Prompt: Count the lines in the entries below that contain the word "ground". Reply with the number alone.

-- Record set start --

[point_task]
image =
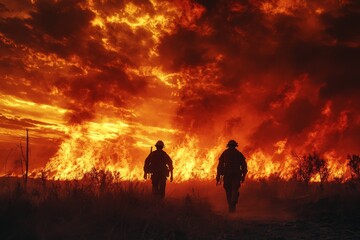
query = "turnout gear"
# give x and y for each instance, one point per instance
(160, 166)
(160, 144)
(232, 166)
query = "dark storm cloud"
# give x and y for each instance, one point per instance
(185, 48)
(64, 28)
(278, 46)
(61, 19)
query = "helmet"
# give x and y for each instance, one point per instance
(232, 143)
(160, 144)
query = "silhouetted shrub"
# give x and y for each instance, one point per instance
(310, 165)
(354, 164)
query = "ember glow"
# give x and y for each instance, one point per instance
(98, 82)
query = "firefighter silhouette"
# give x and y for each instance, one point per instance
(232, 169)
(159, 165)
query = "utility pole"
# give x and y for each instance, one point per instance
(27, 156)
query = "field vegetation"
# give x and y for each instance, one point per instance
(97, 207)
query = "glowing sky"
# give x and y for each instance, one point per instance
(276, 75)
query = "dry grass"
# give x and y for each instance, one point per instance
(92, 209)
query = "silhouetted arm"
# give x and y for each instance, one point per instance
(220, 168)
(170, 166)
(243, 167)
(147, 165)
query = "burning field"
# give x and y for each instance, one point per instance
(98, 82)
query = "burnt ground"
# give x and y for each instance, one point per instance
(192, 210)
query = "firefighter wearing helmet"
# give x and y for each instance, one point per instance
(232, 168)
(159, 165)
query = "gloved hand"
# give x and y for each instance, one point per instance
(217, 179)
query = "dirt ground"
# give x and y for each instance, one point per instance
(191, 210)
(285, 210)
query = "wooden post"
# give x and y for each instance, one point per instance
(27, 156)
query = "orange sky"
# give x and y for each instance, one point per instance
(104, 80)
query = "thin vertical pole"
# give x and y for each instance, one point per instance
(27, 156)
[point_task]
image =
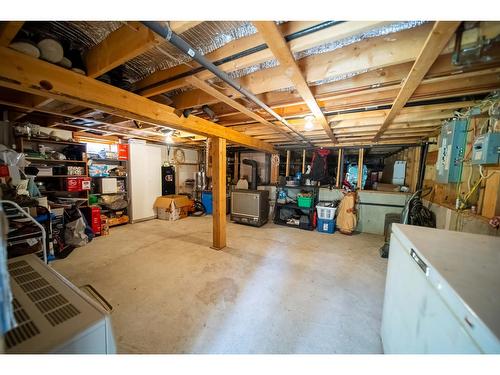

-- Record set end --

Result for this exercise: 2